### What you should do
Please reproduce the data below word for word, omitting the pictures.

Lines of data
## begin

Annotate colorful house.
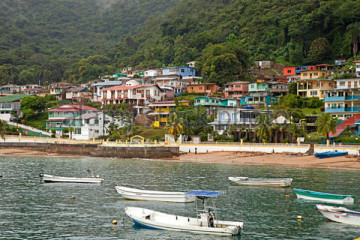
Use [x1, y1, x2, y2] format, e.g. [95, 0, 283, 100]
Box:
[186, 83, 219, 95]
[224, 81, 249, 99]
[0, 94, 30, 121]
[46, 105, 119, 140]
[162, 67, 196, 77]
[323, 79, 360, 120]
[149, 101, 175, 127]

## end

### Solved problem
Annotate colorful house.
Use [x1, y1, x2, y2] format, e.g. [95, 0, 283, 100]
Box:
[186, 83, 219, 95]
[224, 81, 249, 99]
[0, 94, 30, 121]
[46, 105, 119, 140]
[162, 67, 196, 77]
[323, 79, 360, 120]
[149, 101, 175, 127]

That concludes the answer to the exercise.